--- start of Input material ---

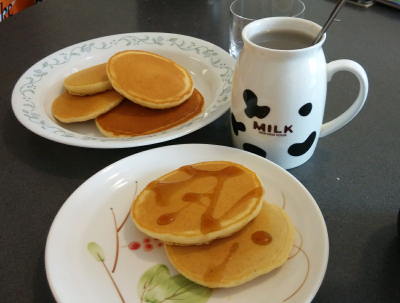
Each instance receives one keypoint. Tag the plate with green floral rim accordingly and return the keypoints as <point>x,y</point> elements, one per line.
<point>94,252</point>
<point>210,67</point>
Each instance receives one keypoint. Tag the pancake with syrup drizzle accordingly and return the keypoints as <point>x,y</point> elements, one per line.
<point>130,119</point>
<point>149,79</point>
<point>261,246</point>
<point>69,108</point>
<point>89,81</point>
<point>198,203</point>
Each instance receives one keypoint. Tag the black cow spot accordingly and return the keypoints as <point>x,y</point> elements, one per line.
<point>305,110</point>
<point>300,149</point>
<point>237,125</point>
<point>254,149</point>
<point>252,108</point>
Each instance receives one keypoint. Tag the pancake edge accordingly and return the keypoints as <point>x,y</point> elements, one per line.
<point>150,103</point>
<point>110,134</point>
<point>87,117</point>
<point>91,89</point>
<point>253,274</point>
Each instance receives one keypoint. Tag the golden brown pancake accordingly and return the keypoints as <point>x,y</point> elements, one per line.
<point>88,81</point>
<point>261,246</point>
<point>198,203</point>
<point>149,79</point>
<point>70,108</point>
<point>130,119</point>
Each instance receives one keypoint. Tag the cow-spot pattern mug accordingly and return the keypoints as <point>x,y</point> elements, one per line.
<point>278,96</point>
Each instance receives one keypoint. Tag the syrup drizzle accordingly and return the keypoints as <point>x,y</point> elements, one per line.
<point>165,190</point>
<point>169,218</point>
<point>216,273</point>
<point>261,237</point>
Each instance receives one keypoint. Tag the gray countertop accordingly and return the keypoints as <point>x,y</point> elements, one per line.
<point>354,174</point>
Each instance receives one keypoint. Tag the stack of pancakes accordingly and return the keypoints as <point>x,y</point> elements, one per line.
<point>135,93</point>
<point>217,229</point>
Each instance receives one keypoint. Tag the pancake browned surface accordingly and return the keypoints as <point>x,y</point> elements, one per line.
<point>261,246</point>
<point>149,79</point>
<point>88,81</point>
<point>130,119</point>
<point>198,203</point>
<point>70,108</point>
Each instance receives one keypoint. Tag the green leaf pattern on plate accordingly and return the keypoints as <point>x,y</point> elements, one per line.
<point>27,90</point>
<point>156,286</point>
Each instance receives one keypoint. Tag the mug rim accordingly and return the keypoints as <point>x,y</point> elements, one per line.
<point>250,19</point>
<point>255,23</point>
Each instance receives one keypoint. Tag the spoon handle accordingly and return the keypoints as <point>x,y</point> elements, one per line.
<point>331,17</point>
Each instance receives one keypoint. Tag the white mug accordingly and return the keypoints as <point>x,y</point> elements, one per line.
<point>278,96</point>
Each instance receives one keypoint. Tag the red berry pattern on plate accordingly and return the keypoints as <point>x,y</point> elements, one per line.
<point>134,245</point>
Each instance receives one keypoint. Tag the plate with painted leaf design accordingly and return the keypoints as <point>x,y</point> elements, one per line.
<point>210,67</point>
<point>94,252</point>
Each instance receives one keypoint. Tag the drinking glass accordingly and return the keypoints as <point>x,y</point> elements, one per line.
<point>245,11</point>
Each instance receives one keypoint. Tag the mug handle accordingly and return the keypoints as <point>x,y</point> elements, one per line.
<point>348,115</point>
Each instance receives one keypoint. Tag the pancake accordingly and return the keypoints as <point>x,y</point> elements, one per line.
<point>261,246</point>
<point>69,108</point>
<point>130,119</point>
<point>88,81</point>
<point>198,203</point>
<point>149,79</point>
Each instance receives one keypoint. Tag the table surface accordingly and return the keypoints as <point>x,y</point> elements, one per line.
<point>354,174</point>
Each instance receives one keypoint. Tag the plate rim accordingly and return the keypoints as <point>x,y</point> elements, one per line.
<point>111,143</point>
<point>319,277</point>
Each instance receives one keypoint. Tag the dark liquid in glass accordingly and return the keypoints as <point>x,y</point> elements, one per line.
<point>283,39</point>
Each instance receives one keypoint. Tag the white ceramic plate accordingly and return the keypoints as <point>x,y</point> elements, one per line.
<point>210,67</point>
<point>77,274</point>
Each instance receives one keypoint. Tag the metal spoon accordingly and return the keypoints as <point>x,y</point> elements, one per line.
<point>328,23</point>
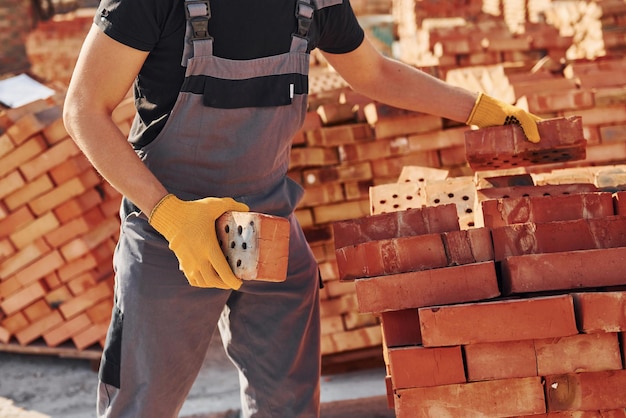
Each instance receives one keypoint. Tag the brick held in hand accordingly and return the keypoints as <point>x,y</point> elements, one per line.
<point>501,147</point>
<point>256,245</point>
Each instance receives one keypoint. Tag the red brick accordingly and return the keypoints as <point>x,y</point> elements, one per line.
<point>22,298</point>
<point>601,311</point>
<point>456,284</point>
<point>578,353</point>
<point>506,146</point>
<point>392,256</point>
<point>556,101</point>
<point>395,225</point>
<point>494,398</point>
<point>505,320</point>
<point>559,236</point>
<point>500,212</point>
<point>500,360</point>
<point>518,191</point>
<point>413,367</point>
<point>564,270</point>
<point>400,328</point>
<point>586,391</point>
<point>256,245</point>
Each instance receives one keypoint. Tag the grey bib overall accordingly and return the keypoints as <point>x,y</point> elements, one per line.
<point>229,134</point>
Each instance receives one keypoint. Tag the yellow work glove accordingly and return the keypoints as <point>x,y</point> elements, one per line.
<point>491,112</point>
<point>189,227</point>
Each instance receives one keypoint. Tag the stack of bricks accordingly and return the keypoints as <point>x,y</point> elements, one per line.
<point>523,316</point>
<point>58,228</point>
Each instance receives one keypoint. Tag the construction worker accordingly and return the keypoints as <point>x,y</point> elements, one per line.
<point>220,89</point>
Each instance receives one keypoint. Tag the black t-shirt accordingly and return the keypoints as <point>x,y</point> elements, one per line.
<point>242,29</point>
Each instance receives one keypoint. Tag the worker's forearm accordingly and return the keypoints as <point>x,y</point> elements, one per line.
<point>110,153</point>
<point>409,88</point>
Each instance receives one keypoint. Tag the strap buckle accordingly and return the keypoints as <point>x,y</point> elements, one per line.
<point>198,13</point>
<point>304,13</point>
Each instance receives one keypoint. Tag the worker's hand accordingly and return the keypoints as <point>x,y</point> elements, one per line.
<point>189,228</point>
<point>491,112</point>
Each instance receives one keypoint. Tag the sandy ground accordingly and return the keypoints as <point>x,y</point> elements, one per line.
<point>40,386</point>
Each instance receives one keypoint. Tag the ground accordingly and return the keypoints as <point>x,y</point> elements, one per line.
<point>42,386</point>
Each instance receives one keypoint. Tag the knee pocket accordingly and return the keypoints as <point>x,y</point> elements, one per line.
<point>110,366</point>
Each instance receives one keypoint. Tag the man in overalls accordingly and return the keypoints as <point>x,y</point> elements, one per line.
<point>221,88</point>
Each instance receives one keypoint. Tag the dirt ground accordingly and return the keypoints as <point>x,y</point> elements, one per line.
<point>40,386</point>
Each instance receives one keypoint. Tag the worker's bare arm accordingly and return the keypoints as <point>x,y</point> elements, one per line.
<point>104,73</point>
<point>392,82</point>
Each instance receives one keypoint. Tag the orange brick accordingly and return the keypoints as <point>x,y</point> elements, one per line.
<point>57,196</point>
<point>38,328</point>
<point>22,298</point>
<point>494,398</point>
<point>500,360</point>
<point>52,157</point>
<point>43,266</point>
<point>601,311</point>
<point>586,391</point>
<point>66,330</point>
<point>395,225</point>
<point>501,212</point>
<point>578,353</point>
<point>70,169</point>
<point>5,335</point>
<point>78,206</point>
<point>77,267</point>
<point>34,230</point>
<point>29,192</point>
<point>505,320</point>
<point>506,146</point>
<point>413,367</point>
<point>21,154</point>
<point>6,145</point>
<point>100,312</point>
<point>563,270</point>
<point>400,328</point>
<point>90,335</point>
<point>15,322</point>
<point>36,310</point>
<point>24,128</point>
<point>418,289</point>
<point>15,221</point>
<point>23,258</point>
<point>85,300</point>
<point>10,183</point>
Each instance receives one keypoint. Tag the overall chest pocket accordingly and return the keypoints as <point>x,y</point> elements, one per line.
<point>265,91</point>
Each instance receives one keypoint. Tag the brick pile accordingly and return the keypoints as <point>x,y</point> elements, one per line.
<point>347,154</point>
<point>58,228</point>
<point>523,316</point>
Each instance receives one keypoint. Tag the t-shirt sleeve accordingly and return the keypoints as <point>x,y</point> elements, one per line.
<point>340,31</point>
<point>135,23</point>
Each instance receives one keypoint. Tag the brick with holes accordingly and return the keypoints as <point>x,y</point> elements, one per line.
<point>500,147</point>
<point>256,245</point>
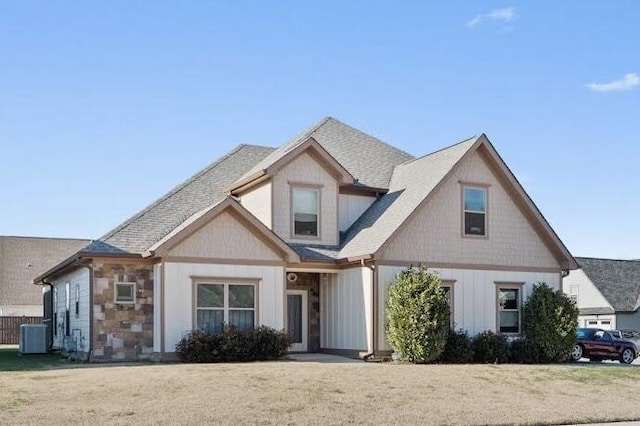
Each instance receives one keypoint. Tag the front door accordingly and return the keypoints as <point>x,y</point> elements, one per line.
<point>297,316</point>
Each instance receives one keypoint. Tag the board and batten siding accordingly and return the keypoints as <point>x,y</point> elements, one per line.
<point>351,207</point>
<point>346,303</point>
<point>225,237</point>
<point>258,202</point>
<point>179,300</point>
<point>474,295</point>
<point>78,326</point>
<point>434,232</point>
<point>305,170</point>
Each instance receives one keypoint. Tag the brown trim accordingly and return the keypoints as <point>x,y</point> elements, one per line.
<point>471,266</point>
<point>485,188</point>
<point>509,285</point>
<point>219,261</point>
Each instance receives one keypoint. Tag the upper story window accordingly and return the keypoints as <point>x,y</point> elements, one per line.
<point>475,211</point>
<point>306,208</point>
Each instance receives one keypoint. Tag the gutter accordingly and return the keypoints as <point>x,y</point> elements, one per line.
<point>372,268</point>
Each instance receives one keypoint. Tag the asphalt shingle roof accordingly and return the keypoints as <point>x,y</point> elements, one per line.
<point>617,280</point>
<point>411,183</point>
<point>368,159</point>
<point>205,188</point>
<point>24,258</point>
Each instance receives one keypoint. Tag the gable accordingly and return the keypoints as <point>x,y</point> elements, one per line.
<point>433,233</point>
<point>225,237</point>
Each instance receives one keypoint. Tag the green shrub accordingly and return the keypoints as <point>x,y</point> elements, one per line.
<point>458,349</point>
<point>418,315</point>
<point>523,351</point>
<point>549,323</point>
<point>489,347</point>
<point>260,344</point>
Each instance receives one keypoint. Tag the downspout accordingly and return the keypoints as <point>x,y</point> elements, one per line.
<point>51,311</point>
<point>369,355</point>
<point>90,268</point>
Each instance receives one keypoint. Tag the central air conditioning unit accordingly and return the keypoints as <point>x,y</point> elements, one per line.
<point>33,339</point>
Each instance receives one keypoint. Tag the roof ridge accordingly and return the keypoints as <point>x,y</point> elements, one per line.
<point>475,137</point>
<point>329,118</point>
<point>175,190</point>
<point>45,238</point>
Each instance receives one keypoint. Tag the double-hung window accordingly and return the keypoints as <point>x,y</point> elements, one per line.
<point>306,209</point>
<point>509,305</point>
<point>220,304</point>
<point>475,211</point>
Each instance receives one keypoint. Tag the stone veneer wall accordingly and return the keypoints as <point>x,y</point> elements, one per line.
<point>122,332</point>
<point>311,283</point>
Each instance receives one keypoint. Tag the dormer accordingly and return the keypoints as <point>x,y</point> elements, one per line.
<point>295,193</point>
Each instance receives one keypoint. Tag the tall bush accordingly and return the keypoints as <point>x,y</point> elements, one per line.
<point>417,315</point>
<point>549,323</point>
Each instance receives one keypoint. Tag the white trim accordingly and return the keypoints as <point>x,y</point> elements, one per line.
<point>301,347</point>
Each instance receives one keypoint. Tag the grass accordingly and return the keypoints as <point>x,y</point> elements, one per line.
<point>316,393</point>
<point>11,360</point>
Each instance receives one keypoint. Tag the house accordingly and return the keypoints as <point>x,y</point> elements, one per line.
<point>307,237</point>
<point>21,260</point>
<point>607,292</point>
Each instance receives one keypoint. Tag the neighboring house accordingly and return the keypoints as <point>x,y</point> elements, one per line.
<point>607,292</point>
<point>21,260</point>
<point>307,238</point>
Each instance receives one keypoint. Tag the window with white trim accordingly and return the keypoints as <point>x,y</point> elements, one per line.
<point>475,211</point>
<point>305,202</point>
<point>220,304</point>
<point>125,292</point>
<point>509,305</point>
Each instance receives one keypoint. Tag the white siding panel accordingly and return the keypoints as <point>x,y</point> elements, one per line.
<point>258,202</point>
<point>351,207</point>
<point>434,233</point>
<point>306,170</point>
<point>588,295</point>
<point>346,310</point>
<point>78,326</point>
<point>474,295</point>
<point>178,297</point>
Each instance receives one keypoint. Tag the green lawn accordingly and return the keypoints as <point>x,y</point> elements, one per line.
<point>11,360</point>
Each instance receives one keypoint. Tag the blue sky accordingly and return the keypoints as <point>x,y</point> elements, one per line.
<point>105,106</point>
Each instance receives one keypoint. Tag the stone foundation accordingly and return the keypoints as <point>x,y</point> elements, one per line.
<point>122,331</point>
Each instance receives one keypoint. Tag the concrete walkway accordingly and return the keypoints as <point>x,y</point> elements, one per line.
<point>325,359</point>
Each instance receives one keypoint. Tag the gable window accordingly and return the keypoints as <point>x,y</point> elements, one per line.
<point>475,211</point>
<point>125,292</point>
<point>509,304</point>
<point>305,203</point>
<point>220,304</point>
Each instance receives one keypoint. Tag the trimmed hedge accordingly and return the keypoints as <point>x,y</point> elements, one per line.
<point>458,349</point>
<point>260,344</point>
<point>490,348</point>
<point>549,323</point>
<point>418,315</point>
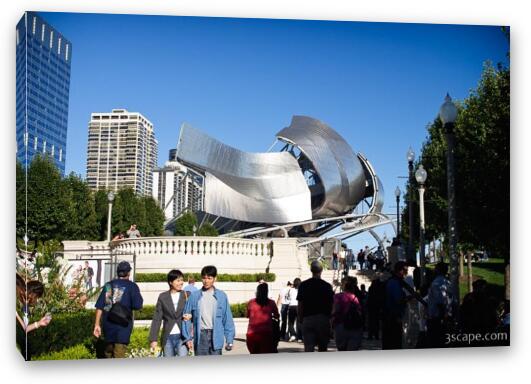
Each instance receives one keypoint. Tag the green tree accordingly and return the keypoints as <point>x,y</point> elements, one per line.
<point>482,172</point>
<point>154,223</point>
<point>184,224</point>
<point>82,224</point>
<point>47,201</point>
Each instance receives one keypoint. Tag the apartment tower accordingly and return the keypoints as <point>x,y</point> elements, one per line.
<point>122,152</point>
<point>43,58</point>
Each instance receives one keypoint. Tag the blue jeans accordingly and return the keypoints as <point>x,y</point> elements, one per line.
<point>174,346</point>
<point>206,345</point>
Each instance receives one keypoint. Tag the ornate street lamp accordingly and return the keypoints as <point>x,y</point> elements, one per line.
<point>420,176</point>
<point>411,253</point>
<point>110,198</point>
<point>397,195</point>
<point>448,115</point>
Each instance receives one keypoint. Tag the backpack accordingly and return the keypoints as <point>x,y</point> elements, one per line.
<point>119,314</point>
<point>352,319</point>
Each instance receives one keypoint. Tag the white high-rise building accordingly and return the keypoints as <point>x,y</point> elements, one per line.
<point>177,188</point>
<point>122,151</point>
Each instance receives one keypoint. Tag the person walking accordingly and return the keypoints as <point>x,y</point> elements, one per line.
<point>190,287</point>
<point>208,310</point>
<point>361,259</point>
<point>89,274</point>
<point>315,299</point>
<point>169,309</point>
<point>293,306</point>
<point>133,232</point>
<point>347,317</point>
<point>283,301</point>
<point>117,300</point>
<point>394,308</point>
<point>374,308</point>
<point>439,307</point>
<point>262,313</point>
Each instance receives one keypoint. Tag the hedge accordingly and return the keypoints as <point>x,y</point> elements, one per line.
<point>64,331</point>
<point>77,352</point>
<point>223,277</point>
<point>146,313</point>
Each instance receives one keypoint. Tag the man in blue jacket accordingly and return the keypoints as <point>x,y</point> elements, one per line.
<point>208,310</point>
<point>114,307</point>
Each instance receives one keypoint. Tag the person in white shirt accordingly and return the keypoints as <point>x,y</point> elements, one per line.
<point>169,308</point>
<point>283,301</point>
<point>293,334</point>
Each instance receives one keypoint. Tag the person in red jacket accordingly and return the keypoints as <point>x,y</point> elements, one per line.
<point>261,312</point>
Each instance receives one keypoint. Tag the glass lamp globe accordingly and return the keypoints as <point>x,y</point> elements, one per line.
<point>421,175</point>
<point>397,192</point>
<point>448,111</point>
<point>410,155</point>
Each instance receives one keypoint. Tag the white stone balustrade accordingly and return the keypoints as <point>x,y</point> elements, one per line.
<point>189,254</point>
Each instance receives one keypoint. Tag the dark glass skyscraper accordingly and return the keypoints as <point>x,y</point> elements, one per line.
<point>43,83</point>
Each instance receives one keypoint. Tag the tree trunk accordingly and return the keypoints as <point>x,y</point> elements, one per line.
<point>461,264</point>
<point>508,282</point>
<point>469,265</point>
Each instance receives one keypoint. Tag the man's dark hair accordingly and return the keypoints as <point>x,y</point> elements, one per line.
<point>441,268</point>
<point>261,294</point>
<point>174,274</point>
<point>350,284</point>
<point>399,266</point>
<point>209,270</point>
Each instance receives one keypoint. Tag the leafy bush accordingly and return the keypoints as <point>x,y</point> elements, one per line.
<point>223,277</point>
<point>66,330</point>
<point>146,313</point>
<point>77,352</point>
<point>239,310</point>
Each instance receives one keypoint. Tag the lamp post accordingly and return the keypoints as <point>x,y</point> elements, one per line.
<point>410,158</point>
<point>110,198</point>
<point>448,115</point>
<point>420,176</point>
<point>397,195</point>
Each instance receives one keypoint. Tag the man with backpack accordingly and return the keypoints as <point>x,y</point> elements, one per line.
<point>117,300</point>
<point>315,298</point>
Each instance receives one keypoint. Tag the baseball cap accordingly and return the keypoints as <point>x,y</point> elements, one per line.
<point>123,267</point>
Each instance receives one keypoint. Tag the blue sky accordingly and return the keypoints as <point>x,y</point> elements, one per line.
<point>241,80</point>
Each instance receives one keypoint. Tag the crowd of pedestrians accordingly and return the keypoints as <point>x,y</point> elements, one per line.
<point>198,320</point>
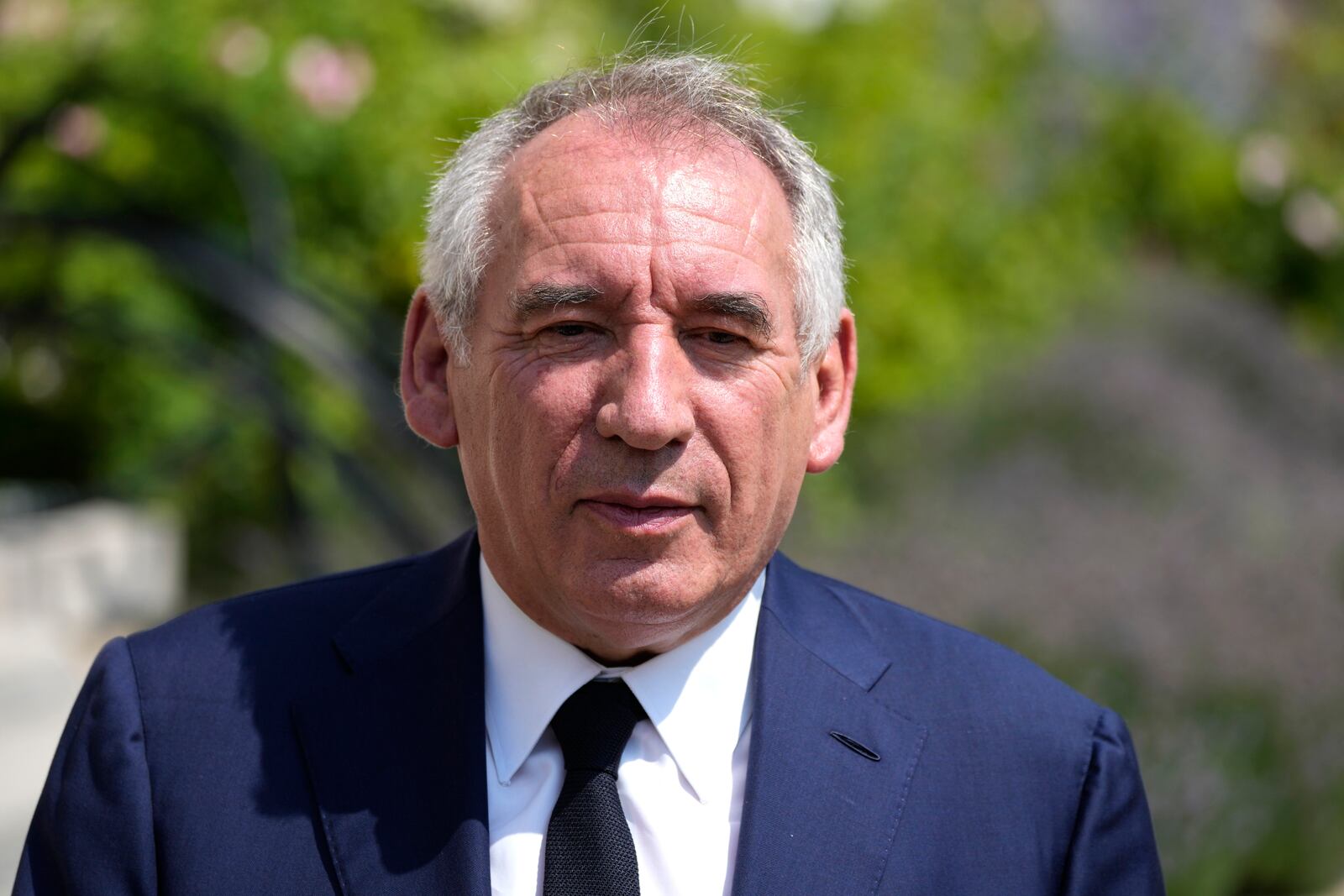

--- end of Input material ---

• _Exercise instructions_
Reproduce everything in the listing from the line containing "Each instance receives one keypoint. Tag the central" down to the line containing "<point>33,339</point>", substituting "heat pump" for "air conditioning unit" and leaving all else unchanged.

• _Exercise response_
Each instance receives one keypoint. Tag the central heat pump accordingly and return the keypoints as <point>x,y</point> elements, one per line.
<point>33,339</point>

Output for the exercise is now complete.